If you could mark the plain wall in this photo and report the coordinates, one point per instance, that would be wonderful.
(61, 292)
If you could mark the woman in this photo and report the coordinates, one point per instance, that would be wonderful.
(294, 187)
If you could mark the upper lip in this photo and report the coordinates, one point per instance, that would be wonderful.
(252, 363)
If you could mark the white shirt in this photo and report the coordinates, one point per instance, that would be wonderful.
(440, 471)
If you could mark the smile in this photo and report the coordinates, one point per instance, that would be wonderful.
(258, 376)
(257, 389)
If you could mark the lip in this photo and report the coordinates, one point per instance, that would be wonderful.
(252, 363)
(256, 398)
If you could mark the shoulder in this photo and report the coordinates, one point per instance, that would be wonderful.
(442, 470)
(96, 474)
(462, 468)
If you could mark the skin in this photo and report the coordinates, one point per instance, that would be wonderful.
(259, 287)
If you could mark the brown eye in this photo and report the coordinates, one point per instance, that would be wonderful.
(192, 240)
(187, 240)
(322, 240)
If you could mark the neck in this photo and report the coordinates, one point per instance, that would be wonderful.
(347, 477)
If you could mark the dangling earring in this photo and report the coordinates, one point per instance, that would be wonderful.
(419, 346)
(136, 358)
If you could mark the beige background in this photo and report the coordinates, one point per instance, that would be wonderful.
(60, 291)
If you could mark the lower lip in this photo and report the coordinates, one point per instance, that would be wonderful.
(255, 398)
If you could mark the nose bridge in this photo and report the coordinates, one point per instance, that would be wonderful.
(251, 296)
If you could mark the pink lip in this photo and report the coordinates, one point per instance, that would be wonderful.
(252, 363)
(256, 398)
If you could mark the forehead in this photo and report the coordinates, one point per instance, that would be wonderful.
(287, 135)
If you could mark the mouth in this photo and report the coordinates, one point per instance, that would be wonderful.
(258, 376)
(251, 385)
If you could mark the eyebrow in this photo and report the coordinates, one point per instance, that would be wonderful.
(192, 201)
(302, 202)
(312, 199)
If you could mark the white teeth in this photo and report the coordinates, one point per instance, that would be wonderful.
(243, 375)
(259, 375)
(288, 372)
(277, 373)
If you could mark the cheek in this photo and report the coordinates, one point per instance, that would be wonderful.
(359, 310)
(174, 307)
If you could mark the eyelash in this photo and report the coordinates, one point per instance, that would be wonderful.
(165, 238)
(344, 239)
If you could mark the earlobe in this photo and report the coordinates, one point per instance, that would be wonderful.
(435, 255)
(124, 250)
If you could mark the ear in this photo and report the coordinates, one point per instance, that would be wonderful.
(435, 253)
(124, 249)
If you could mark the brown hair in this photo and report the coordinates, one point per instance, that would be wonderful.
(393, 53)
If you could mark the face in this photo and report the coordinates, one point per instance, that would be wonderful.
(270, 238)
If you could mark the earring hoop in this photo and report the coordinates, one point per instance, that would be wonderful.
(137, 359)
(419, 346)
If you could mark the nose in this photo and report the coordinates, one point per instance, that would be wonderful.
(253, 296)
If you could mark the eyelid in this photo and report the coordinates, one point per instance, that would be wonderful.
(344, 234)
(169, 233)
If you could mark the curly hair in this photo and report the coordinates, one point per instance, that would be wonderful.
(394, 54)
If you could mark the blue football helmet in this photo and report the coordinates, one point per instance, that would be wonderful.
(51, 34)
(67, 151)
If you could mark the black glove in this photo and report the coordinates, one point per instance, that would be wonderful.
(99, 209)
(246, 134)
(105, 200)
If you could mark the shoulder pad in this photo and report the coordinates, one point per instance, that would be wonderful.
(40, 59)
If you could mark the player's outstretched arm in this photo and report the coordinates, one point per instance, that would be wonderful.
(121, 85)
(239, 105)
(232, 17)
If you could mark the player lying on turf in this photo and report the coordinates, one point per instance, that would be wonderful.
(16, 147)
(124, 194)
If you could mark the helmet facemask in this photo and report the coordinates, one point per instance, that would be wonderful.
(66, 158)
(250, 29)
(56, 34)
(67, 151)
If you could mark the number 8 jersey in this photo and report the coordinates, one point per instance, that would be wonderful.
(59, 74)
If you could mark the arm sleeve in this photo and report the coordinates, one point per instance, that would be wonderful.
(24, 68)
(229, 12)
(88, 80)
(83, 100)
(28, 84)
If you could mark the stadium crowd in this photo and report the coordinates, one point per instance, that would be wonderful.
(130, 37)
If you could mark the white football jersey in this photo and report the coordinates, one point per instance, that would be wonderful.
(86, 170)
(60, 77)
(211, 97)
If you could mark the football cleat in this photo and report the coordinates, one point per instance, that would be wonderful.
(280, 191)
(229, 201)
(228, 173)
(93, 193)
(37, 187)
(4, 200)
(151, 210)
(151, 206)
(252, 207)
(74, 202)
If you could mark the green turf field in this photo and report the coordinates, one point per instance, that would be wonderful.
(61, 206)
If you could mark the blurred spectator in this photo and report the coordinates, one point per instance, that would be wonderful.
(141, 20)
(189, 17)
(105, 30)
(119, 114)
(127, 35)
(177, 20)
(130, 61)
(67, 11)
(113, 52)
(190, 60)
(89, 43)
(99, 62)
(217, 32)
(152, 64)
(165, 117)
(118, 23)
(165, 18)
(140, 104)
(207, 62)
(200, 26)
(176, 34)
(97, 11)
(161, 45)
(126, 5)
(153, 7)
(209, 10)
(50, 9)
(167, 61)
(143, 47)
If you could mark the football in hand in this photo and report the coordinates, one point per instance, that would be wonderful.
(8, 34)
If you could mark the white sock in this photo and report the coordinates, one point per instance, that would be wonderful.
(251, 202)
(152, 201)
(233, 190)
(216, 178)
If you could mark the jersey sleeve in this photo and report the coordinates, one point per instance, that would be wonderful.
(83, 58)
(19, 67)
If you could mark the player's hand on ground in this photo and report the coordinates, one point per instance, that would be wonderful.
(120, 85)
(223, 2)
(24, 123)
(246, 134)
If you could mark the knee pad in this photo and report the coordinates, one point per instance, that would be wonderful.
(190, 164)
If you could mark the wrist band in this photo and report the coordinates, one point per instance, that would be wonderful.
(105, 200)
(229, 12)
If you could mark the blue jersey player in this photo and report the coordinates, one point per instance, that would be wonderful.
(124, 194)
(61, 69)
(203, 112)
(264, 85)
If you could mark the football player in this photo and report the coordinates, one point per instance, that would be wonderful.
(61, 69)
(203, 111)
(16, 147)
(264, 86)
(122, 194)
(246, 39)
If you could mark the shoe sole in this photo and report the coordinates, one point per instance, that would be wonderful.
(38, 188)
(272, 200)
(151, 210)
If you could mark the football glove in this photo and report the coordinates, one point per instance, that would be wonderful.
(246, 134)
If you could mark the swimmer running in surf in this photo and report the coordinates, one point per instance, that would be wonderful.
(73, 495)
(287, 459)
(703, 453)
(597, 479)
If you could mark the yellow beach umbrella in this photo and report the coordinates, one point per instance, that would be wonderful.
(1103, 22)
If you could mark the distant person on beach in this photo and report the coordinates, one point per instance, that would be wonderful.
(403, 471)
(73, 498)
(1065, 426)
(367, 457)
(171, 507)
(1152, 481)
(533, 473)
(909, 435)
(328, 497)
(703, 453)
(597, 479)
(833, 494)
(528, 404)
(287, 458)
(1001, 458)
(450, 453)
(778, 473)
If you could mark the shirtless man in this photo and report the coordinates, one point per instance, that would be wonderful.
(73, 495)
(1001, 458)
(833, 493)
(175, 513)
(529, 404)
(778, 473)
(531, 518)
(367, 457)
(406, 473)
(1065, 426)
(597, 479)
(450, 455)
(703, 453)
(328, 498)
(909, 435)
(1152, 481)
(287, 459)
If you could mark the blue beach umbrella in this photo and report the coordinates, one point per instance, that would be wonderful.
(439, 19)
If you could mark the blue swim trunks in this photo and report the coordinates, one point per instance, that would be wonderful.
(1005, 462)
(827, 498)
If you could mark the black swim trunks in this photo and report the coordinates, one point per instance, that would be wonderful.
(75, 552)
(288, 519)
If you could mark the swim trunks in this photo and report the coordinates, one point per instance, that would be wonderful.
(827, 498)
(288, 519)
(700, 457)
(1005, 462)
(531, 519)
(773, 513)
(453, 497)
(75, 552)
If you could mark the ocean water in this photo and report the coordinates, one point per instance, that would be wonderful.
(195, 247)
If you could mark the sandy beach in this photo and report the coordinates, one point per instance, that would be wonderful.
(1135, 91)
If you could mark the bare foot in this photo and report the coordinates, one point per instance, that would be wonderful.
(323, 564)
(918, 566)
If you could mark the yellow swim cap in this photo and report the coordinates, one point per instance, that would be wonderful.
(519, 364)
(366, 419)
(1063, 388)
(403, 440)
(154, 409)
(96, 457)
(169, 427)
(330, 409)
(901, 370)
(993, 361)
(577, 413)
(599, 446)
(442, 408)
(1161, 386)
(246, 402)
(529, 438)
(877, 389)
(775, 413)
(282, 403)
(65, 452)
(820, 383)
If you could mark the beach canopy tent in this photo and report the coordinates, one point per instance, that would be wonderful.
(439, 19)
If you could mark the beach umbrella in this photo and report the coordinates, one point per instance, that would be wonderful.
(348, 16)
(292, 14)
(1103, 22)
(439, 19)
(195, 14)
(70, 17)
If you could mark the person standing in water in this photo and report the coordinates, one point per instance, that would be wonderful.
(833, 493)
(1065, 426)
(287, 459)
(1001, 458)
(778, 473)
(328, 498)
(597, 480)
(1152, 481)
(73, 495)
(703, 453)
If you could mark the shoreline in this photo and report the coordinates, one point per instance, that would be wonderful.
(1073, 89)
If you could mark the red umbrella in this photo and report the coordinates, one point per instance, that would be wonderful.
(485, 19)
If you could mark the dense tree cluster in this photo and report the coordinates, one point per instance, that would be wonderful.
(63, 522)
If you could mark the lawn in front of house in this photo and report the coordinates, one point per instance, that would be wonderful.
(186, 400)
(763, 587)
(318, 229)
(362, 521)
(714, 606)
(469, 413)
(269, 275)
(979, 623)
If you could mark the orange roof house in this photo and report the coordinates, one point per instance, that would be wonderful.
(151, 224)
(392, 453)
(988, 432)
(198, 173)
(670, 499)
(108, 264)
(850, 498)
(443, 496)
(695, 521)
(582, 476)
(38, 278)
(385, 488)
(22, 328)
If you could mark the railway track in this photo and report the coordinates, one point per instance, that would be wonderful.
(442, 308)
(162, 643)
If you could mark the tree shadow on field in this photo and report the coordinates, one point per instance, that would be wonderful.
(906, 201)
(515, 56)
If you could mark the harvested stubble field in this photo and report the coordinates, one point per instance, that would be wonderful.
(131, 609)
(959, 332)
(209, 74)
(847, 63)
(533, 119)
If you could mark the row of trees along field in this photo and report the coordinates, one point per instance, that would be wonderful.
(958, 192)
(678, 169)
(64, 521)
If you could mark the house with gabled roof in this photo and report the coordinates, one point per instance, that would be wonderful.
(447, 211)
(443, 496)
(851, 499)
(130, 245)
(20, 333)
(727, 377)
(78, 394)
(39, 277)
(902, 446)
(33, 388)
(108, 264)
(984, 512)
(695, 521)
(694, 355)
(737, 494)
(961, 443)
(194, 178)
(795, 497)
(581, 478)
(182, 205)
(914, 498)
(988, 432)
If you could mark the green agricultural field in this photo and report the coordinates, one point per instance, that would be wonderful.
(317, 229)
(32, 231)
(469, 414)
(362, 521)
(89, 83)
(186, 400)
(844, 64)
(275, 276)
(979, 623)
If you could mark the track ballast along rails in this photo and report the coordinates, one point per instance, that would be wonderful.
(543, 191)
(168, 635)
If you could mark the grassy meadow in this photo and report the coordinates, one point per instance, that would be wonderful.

§ **WHAT YOU HAVE TO DO**
Reproduce the lines word for word, starting with the line that contains "If you could mark the green agricultural" and running through the last of the lines above, with both ends included.

§ **RESULT FOR THIS TASK**
If you could mark the green agricultural field in this photo and report the coordinates, one point per instance, that would be wonderful.
(317, 229)
(32, 231)
(469, 414)
(362, 521)
(89, 83)
(186, 400)
(844, 64)
(275, 276)
(979, 623)
If you could mark the track ballast along rails in this photo and report the coordinates, one point per instance, that would be wonderful.
(543, 191)
(168, 635)
If you could mark the grassy meadow in this photo and report the coordinates, one point per instance, that would be wonderful.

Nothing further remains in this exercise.